# AIM
Would you copy the data below word for word, all of it, and leave the pictures out of your answer?

[Stored data entries]
* Start *

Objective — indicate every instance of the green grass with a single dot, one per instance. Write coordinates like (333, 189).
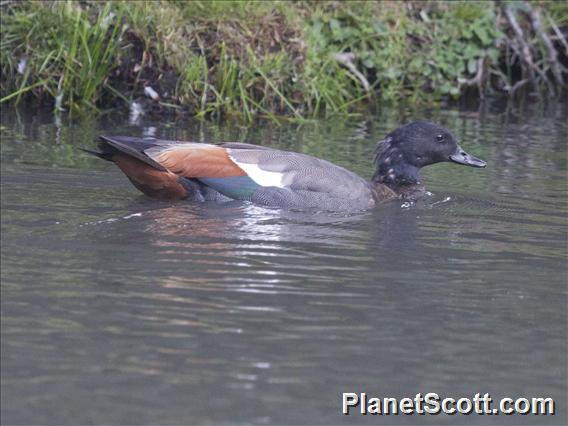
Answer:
(246, 59)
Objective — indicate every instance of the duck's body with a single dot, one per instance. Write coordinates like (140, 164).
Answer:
(266, 176)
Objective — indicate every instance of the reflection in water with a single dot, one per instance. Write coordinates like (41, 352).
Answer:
(121, 309)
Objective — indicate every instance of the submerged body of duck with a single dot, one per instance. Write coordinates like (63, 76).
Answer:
(274, 178)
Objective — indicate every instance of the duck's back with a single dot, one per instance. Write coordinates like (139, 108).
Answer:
(293, 180)
(238, 171)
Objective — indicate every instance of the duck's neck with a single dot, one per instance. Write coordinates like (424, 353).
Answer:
(393, 170)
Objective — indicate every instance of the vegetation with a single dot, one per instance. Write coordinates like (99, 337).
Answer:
(300, 59)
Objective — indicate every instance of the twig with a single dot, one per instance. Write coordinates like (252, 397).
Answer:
(559, 35)
(552, 54)
(478, 80)
(526, 55)
(346, 58)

* End *

# THE RESULT
Objective — indicate every instance of the green grass with a single dot, one per instance. Write coordinates like (333, 189).
Answer:
(246, 59)
Objective — indicate every instance of the duck's body with a single dot, one per instance. Write coordinates like (140, 164).
Answer:
(266, 176)
Objective — indicate every instance of the reflection in water with a single dot, one per instance. Write coordinates like (41, 352).
Answer:
(121, 309)
Objective — indicate every instance of the submerged body of duck with a single dot, one per instance. Write coordinates like (63, 76).
Answer:
(274, 178)
Objective — indicate every instance of the duck's back with a single dot, one per instance. Write coordinates like (139, 108).
Answer:
(293, 180)
(238, 171)
Objective — indicate every instance of the duck's neck with a single dot, one per instance. Write coordinates like (424, 353).
Answer:
(393, 170)
Objective — indicate every instance of the vegetation with a single dot, one per instance. Write coordinates like (99, 337).
Answer:
(300, 59)
Objective — indicate every instance of the twig with a single dot, one per instance. Write coordinates like (252, 397).
Answer:
(559, 35)
(552, 54)
(478, 80)
(526, 55)
(346, 58)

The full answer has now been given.